▶ EXTRACTED INFORMATION:

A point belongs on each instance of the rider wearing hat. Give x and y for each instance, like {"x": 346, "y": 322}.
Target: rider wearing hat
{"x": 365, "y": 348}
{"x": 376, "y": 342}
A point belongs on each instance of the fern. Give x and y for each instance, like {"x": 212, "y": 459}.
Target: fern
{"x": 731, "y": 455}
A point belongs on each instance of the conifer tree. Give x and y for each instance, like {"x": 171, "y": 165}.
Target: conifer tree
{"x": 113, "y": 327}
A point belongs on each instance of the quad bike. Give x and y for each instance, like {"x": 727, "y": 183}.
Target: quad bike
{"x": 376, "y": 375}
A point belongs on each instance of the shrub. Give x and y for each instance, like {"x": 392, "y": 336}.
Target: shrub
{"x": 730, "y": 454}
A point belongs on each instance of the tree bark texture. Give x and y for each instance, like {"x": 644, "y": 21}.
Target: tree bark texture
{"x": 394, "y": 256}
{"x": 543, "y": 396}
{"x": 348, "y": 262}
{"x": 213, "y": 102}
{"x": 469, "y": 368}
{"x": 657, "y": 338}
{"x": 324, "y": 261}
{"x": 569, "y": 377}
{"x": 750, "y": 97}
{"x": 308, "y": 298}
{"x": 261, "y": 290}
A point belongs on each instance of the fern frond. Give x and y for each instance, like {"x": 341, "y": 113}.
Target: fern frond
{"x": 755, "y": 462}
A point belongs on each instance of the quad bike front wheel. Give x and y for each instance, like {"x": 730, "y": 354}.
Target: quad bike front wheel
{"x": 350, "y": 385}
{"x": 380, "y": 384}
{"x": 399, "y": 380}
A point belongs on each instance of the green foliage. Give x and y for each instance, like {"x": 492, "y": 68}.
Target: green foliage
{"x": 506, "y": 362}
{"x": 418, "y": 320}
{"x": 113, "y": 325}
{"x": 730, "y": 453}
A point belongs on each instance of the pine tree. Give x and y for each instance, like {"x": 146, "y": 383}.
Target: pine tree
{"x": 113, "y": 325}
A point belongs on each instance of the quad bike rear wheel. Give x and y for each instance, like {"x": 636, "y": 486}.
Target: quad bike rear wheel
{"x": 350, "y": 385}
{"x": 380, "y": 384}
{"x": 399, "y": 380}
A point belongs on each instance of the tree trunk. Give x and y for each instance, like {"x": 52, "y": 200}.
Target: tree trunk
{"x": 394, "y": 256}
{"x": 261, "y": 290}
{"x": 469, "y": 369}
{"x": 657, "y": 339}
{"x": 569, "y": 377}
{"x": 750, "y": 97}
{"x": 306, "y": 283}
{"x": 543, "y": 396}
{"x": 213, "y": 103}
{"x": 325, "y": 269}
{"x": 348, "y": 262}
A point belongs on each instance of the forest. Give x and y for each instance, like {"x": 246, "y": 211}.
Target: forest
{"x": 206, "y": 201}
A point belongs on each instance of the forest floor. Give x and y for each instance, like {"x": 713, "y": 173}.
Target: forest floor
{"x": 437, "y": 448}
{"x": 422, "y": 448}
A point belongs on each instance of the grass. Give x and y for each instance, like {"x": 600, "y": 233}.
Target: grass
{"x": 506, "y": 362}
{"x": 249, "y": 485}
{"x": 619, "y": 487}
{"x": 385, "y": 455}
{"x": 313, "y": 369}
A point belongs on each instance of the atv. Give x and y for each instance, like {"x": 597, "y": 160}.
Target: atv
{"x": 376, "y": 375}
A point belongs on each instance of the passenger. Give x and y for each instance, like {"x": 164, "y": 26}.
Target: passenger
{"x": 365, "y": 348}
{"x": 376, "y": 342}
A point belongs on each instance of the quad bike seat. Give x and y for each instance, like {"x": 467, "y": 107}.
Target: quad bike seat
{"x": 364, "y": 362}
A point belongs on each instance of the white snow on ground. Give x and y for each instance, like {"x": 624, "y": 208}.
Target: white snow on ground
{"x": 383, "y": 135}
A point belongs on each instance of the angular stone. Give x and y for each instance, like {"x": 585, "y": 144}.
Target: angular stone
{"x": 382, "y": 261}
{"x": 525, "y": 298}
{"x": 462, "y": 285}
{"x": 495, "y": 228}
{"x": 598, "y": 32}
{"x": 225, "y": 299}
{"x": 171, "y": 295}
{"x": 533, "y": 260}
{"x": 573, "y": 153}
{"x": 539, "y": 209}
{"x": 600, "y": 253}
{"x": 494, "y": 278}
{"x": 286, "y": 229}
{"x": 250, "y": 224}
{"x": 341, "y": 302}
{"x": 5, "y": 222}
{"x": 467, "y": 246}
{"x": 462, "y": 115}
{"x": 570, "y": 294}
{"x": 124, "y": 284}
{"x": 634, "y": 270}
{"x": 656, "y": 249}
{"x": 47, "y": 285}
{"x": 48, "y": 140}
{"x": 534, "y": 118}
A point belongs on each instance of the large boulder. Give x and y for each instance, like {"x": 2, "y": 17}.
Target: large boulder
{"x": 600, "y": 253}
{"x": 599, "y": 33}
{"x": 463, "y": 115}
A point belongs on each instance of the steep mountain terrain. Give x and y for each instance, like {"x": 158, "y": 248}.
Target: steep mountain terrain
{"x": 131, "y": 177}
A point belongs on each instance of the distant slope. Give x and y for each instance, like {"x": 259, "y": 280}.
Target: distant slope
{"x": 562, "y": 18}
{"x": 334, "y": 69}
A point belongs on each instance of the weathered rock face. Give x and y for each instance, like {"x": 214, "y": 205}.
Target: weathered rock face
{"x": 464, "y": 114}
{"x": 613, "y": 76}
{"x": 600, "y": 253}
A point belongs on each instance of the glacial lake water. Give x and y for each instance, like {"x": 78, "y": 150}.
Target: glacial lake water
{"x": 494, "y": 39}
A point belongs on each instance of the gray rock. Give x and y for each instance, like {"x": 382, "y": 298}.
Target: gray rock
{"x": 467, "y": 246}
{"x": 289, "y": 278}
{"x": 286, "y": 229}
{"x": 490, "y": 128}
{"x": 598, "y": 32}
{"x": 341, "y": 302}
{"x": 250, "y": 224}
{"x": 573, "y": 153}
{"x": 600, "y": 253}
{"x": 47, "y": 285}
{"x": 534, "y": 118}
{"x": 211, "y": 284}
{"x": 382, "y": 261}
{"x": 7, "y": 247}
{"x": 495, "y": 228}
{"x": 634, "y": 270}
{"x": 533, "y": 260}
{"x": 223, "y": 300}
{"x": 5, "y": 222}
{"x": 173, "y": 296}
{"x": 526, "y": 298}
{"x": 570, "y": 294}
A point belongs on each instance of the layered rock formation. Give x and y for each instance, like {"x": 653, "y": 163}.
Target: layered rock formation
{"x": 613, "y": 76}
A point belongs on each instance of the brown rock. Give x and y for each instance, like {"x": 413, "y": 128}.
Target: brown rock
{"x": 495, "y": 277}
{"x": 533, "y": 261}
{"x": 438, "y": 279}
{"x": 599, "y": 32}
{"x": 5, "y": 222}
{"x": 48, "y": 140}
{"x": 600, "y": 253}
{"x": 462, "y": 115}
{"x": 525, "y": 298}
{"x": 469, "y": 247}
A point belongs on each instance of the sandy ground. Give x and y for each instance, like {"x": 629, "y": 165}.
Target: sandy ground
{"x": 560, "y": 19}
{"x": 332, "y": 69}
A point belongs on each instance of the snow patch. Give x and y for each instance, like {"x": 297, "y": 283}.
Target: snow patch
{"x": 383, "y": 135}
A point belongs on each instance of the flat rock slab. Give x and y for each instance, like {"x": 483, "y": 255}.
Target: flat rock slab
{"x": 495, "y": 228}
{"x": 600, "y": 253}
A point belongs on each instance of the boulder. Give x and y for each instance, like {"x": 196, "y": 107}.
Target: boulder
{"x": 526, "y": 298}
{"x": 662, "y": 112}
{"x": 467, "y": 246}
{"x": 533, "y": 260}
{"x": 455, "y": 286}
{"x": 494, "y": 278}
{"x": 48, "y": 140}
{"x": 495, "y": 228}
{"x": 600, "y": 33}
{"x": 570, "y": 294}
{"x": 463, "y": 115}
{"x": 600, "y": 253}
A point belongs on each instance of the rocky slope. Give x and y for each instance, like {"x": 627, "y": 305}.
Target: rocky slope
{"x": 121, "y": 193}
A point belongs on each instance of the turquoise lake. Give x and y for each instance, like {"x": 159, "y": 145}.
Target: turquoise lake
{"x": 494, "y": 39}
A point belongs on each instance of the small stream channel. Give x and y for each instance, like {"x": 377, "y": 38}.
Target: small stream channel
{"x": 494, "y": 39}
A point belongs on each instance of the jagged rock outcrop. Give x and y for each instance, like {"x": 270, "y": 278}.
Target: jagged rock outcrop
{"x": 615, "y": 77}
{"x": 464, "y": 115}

▶ PROBLEM REQUIREMENTS: Lay out as a numbered list, with blank lines omitted, the part of the entries above that begins with the line containing "A point belongs on each instance of the jagged" and runs through the end of the entries.

▶ SOLUTION TO THIS EXERCISE:
1. A point belongs on each instance of the jagged rock outcrop. Give x and y for each instance, like {"x": 270, "y": 278}.
2. Target: jagged rock outcrop
3. {"x": 615, "y": 77}
4. {"x": 464, "y": 115}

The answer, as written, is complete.